Text shown.
┌──

- Born: 15 June 1935 Ilangakurichchi, Madras Presidency
- Died: 6 February 2017 (aged 81) Chennai, Tamil Nadu
- Occupation: writer
- Awards: Kalaimamani 1985 ; Thiru Vi Ka Award 1989 ;

= Manavai Mustafa =

Patron of scientific Tamil literature (1935–2017)

Manavai Mustafa (15 June 1935 – 6 February 2017) was an Indian Tamil scholar, editor, and writer known for his contributions to scientific Tamil literature, linguistic development, and translation. His work included translating and editing key texts and promoting the use of Tamil in science and technology.

== Early life ==
Born on 15 June 1935 in Ilangakurichchi near Manapparai, Madras Presidency, Mustafa grew up in Pilathu, a village near Dindigul. After schooling, he received his bachelor's degree from Jamal Mohamed College, Trichy, and his master's degree from Annamalai University. He was a student of Tamil scholar T. P. Meenakshisundaram at Annamalai University.

== Career ==
Mustafa held several important positions throughout his career. He served as the managing director of the Southern Languages Book Trust for 40 years and as the editor of the magazine Book Friend for four years. For 35 years, he edited the Tamil edition of the UNESCO Courier, an international monthly magazine. He also led the Tamil translation of the Encyclopedia Britannica.

He presented research papers at seven World Tamil Conferences between 1968 and 1995. Mustafa also worked on Tamil Nadu government committees, including the Tamil Nadu Higher Education Tamil Creative Committee and the Independence Golden Jubilee Committee, both chaired by the Chief Minister. In 1986, he organized a seminar on "Science and Technology Exchange" at Anna University.

Mustafa contributed to media development by participating in radio programs since 1965 and serving as a science consultant for Tamil Nadu and Pondicherry Radio Station. He was also a senior member of the Tamil Nadu Government's Television Advisory Committee before television broadcasting began in the state. Additionally, he served on the Film Censorship Committee from 1977 to 1986.

Mustafa supported Tamil's recognition as a classical language. He began advocating for the status in 1975, writing in newspapers and magazines. At the 1980 World Tamil Conference in Madurai, he addressed the issue in the presence of then Tamil Nadu Chief Minister M.G. Ramachandran, who asked him to submit a petition. Mustafa completed a detailed petition in 1982, outlining Tamil's qualifications based on its linguistic features compared to other classical languages. However, no immediate action was taken.

└──

Using the information.
a. Transcribe the Manavai Mustafa biography between "- Born: 15 June" and "science and technology.", inclusive.
b. Pick up the Manavai Mustafa biography after its last sentence and continue writing it.

(Items listed in a dataset)
┌──

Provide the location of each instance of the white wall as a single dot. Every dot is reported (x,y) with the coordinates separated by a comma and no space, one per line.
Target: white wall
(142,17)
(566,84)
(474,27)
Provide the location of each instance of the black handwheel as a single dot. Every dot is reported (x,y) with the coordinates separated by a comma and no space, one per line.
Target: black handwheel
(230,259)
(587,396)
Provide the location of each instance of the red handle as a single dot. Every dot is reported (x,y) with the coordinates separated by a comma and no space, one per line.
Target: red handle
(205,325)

└──
┌──

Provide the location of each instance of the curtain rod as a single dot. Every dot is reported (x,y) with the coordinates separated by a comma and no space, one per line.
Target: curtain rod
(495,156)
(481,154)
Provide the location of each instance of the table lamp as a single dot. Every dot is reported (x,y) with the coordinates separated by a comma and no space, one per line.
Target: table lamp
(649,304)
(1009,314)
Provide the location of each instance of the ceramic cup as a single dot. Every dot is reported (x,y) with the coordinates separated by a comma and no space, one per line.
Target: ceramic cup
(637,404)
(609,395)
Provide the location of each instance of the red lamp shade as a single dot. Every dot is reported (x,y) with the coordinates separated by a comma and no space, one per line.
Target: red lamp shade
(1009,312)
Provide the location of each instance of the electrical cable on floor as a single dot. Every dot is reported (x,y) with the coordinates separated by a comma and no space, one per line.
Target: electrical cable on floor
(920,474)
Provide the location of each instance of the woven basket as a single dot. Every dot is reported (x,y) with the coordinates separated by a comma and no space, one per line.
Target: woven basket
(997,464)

└──
┌──

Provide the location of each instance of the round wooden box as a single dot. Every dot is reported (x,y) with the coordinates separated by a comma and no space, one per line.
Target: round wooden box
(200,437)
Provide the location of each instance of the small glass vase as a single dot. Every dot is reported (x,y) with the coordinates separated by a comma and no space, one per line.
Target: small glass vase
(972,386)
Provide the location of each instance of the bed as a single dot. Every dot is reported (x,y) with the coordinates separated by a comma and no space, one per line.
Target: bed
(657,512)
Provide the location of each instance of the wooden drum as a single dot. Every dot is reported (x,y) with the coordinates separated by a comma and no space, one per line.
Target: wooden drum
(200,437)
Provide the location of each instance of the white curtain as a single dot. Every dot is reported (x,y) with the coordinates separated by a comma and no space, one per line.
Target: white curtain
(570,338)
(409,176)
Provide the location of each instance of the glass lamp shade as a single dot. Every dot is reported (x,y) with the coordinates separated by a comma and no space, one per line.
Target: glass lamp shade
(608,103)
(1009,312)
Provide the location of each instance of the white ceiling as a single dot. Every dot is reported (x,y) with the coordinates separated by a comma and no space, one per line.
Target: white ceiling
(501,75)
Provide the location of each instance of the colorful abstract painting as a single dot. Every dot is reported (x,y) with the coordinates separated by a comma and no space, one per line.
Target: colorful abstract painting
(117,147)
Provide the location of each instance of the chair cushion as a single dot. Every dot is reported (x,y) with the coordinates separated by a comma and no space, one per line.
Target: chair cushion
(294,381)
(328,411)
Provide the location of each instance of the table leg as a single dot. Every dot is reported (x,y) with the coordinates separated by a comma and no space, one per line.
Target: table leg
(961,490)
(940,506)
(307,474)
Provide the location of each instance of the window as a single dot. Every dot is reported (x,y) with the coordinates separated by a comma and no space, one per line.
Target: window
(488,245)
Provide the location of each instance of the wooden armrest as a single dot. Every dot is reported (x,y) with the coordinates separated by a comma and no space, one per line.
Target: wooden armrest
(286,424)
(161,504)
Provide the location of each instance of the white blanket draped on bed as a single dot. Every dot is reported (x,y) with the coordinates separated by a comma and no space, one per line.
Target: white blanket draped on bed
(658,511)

└──

Answers below.
a.
- Born: 15 June 1935 Ilangakurichchi, Madras Presidency
- Died: 6 February 2017 (aged 81) Chennai, Tamil Nadu
- Occupation: writer
- Awards: Kalaimamani 1985 ; Thiru Vi Ka Award 1989 ;

= Manavai Mustafa =

Patron of scientific Tamil literature (1935–2017)

Manavai Mustafa (15 June 1935 – 6 February 2017) was an Indian Tamil scholar, editor, and writer known for his contributions to scientific Tamil literature, linguistic development, and translation. His work included translating and editing key texts and promoting the use of Tamil in science and technology.

b.
He authored several books on Tamil, science, technology, and medicine, including Islamum Samaya Nallinakamum (Islam and Religious Harmony), which won second prize in the Philosophy, Religion, Mathematics, and Ethics category of the Tamil Development Department's Best Books of 1996. His book Medical Terminology won first prize in the Special Publications category that same year. He has published eight glossaries on computers, medicine, and science and technology, and translated many books from English to Tamil including the history of the Indian National Army. He held leadership positions in several organizations, including the Tamil Writers’ Association and the International Tamil Research Council. He was the chairman of the Tamil Science Council (2006–2009) and the Scientific Tamil Foundation. He also served as a consultant for Tamil development at MGR Medical University.

== Recognition ==

Tamil Nadu government order to nationalise books of Manavai Mustafa

He has received more than 40 titles and awards, including Kalaimamani in 1985, Thiru. Vi. Ka. Award in 1989, Valar Tamil Selvar, Ariviyal Tamil Vidhagar Award in 1995, Raja Sir Muthaiah Chettiar Award in 1995, and the Chicago Tamil Mandram's Seva Ratna Award in 1998. On 31 March 2010, then Tamil Nadu Chief Minister Karunanidhi announced that Mustafa's books would be declared national property in recognition of his contributions.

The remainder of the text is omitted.